Dataset:
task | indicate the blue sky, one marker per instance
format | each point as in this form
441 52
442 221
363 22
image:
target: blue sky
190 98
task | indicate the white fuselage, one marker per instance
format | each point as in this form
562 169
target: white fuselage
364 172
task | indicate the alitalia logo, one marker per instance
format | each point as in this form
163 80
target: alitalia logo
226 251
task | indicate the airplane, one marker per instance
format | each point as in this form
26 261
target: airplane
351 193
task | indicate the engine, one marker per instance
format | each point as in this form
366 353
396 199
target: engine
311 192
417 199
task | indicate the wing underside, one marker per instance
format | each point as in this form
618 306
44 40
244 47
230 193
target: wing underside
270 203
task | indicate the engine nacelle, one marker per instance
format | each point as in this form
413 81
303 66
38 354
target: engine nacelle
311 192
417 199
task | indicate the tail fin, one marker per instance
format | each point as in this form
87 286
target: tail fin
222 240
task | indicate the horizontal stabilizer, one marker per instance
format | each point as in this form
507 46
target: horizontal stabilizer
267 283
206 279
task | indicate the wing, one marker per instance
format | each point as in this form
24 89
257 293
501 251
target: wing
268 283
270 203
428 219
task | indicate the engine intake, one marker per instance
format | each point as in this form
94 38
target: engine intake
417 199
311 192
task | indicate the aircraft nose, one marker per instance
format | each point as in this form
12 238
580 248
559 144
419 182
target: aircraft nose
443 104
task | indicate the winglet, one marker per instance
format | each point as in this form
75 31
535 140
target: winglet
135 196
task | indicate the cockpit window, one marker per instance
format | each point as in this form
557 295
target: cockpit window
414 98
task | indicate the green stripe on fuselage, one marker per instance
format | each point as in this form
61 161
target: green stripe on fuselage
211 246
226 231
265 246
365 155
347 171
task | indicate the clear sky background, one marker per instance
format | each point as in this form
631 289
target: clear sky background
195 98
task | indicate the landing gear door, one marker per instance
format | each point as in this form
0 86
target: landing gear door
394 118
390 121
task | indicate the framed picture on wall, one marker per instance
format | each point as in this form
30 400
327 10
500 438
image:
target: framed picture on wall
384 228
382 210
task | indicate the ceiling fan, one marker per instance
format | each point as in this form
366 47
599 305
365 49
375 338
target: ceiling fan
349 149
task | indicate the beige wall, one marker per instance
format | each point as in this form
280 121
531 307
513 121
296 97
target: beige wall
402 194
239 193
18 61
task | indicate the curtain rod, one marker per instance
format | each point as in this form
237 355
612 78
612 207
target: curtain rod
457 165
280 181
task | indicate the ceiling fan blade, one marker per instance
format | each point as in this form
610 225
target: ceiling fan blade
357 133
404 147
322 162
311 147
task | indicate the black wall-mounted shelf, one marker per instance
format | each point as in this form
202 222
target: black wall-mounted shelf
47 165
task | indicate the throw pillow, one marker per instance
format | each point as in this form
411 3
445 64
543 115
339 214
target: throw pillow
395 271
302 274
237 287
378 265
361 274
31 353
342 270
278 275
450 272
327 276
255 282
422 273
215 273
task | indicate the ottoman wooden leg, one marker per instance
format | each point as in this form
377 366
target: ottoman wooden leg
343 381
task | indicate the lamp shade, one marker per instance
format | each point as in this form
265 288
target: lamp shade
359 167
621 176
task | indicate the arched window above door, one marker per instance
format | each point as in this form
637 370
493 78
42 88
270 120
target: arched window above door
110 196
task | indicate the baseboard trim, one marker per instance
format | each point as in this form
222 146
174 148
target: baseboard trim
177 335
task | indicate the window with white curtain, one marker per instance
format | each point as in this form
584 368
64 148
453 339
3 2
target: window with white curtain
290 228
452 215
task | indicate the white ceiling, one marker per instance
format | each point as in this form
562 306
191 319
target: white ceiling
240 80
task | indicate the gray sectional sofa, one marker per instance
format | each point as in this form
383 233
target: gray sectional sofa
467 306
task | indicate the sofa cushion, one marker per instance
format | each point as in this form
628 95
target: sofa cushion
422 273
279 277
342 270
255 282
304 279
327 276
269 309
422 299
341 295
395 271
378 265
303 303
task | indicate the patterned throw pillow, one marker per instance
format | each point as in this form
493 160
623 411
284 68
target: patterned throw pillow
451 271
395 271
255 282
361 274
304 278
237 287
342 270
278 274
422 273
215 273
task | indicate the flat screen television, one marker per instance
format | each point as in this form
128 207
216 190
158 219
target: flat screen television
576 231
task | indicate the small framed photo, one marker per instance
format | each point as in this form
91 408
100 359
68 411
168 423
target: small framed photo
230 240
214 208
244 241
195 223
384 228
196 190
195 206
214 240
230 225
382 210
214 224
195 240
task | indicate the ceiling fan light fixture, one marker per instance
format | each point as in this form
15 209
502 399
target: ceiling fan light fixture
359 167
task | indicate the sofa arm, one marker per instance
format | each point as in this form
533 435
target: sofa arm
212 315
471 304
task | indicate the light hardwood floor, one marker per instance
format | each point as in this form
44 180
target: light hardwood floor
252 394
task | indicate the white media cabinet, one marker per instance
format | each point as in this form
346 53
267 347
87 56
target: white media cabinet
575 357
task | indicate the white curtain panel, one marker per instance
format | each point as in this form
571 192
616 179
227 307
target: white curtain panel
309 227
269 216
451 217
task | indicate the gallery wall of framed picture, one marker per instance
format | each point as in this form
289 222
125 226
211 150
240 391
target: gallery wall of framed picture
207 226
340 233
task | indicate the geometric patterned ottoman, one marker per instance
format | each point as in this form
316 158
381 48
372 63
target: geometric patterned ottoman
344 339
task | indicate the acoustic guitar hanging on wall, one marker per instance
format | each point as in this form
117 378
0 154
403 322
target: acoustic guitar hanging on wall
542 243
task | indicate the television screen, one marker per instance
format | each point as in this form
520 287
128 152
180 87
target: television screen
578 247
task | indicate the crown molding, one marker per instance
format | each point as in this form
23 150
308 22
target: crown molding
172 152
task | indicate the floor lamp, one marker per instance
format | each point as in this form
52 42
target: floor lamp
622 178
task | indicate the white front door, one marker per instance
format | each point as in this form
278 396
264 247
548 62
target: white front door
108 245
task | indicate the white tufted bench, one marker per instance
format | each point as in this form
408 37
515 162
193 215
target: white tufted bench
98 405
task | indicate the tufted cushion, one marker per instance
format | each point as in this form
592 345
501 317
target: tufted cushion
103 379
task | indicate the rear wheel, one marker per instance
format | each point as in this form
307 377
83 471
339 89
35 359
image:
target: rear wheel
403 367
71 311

Stated problem:
Print the line containing "task | indicate the television" and every line after it to the end of the records above, exactly as written, and nothing else.

Solved exercise:
task | indicate the television screen, one marker per instance
format | each point as in this form
520 287
128 152
180 87
target: television screen
578 247
task | indicate the crown molding, one marker per instance
format | each point as in this form
23 150
308 22
target: crown molding
172 152
task | indicate the floor lamp, one marker per instance
format | each point as in this form
52 42
target: floor lamp
622 178
task | indicate the white front door, one marker per instance
format | each point as in this form
278 396
264 247
548 62
target: white front door
108 245
task | indicate the white tufted bench, one marker per instance
format | each point as in this form
408 37
515 162
193 215
target: white tufted bench
98 405
task | indicate the tufted cushion, one marker per instance
format | each point as in this form
592 345
501 317
target: tufted cushion
103 379
task | indicate the rear wheel, one marker per instance
format | each point as in this form
307 377
83 471
339 89
35 359
image:
target: rear wheel
403 367
71 311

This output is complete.